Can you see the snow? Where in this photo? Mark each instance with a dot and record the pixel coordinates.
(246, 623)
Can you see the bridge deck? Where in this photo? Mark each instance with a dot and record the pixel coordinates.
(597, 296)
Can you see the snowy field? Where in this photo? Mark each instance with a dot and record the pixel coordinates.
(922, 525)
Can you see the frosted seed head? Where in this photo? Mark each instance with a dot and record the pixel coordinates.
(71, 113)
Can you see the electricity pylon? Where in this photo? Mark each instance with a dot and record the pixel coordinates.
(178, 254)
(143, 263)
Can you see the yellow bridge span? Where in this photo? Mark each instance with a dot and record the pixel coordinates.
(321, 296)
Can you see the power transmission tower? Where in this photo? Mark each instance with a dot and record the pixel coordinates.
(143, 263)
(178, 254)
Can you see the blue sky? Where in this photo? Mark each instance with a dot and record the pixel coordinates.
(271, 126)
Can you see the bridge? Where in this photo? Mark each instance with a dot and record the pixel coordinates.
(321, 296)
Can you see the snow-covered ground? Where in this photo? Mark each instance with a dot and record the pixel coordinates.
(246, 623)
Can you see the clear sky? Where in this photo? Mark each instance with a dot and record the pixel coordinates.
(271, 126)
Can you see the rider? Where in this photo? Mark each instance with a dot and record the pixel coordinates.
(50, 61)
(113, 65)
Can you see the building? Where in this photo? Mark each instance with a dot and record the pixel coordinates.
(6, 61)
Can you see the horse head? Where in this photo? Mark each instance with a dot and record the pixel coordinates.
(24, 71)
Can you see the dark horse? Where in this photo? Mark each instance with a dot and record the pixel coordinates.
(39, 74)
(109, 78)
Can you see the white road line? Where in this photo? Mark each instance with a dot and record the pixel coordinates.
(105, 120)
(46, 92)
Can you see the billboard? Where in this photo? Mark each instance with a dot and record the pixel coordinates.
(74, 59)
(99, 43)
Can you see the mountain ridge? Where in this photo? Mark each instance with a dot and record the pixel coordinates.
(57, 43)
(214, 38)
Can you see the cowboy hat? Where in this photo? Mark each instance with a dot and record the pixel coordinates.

---------------

DIRECTIONS:
Retype every one of the rows above, keeping each character and line break unchanged.

SOLUTION TO THIS PROBLEM:
Can you see the snow? Where in this photo? Mark each instance with a dot and record the pixel coordinates.
(246, 623)
Can you see the bridge deck? Where in this photo? Mark each instance with a dot and record the pixel coordinates.
(597, 296)
Can you see the snowy field? Where in this photo? Mark each instance with a dot and record the pixel coordinates.
(922, 525)
Can you see the frosted seed head? Where in this photo? Mark each instance with a dot and record the pixel coordinates.
(71, 113)
Can you see the electricity pylon? Where in this photo? Mark each instance with a dot and record the pixel coordinates.
(178, 254)
(143, 263)
Can you see the yellow bridge span? Where in this photo? Mark each instance with a dot and record the pixel coordinates.
(321, 296)
Can you see the power transmission tower? Where in this photo? Mark each instance with a dot and record the pixel coordinates.
(143, 263)
(178, 254)
Can you see the blue sky? Where in this photo? Mark each instance with a dot and record the pixel coordinates.
(271, 126)
Can you see the bridge? Where in this photo? Mark each instance with a dot and record the pixel coordinates.
(321, 296)
Can you see the snow-covered ground? Where in this photo? Mark each instance with a dot and record the pixel coordinates.
(246, 623)
Can you see the clear sky? Where in this photo? Mark each instance with a dot and record the pixel coordinates.
(271, 126)
Can you see the rider? Where in this photo? Mark each instance with a dot and record the pixel coordinates.
(50, 61)
(113, 65)
Can you see the building? Where in this photo? Mark each instance with a dot and record the pixel coordinates.
(6, 61)
Can you see the horse head? Where in this photo? Mark each instance with a dot and record the pixel coordinates.
(24, 71)
Can you see the dark horse? Where in this photo? Mark each instance with a dot and record the pixel coordinates.
(39, 74)
(109, 78)
Can you see the white road line? Where in this photo? Mark each instance with a dot and record the pixel coordinates.
(105, 120)
(46, 92)
Can you see the billboard? Where in this photo? Mark each instance with a dot and record the pixel coordinates.
(74, 59)
(99, 43)
Can you see the mountain ridge? Where in this photo? Mark each instance with a dot and record the pixel coordinates.
(57, 43)
(214, 38)
Can you see the cowboy hat? Where in this photo? Mark each instance with a dot and record the pixel coordinates.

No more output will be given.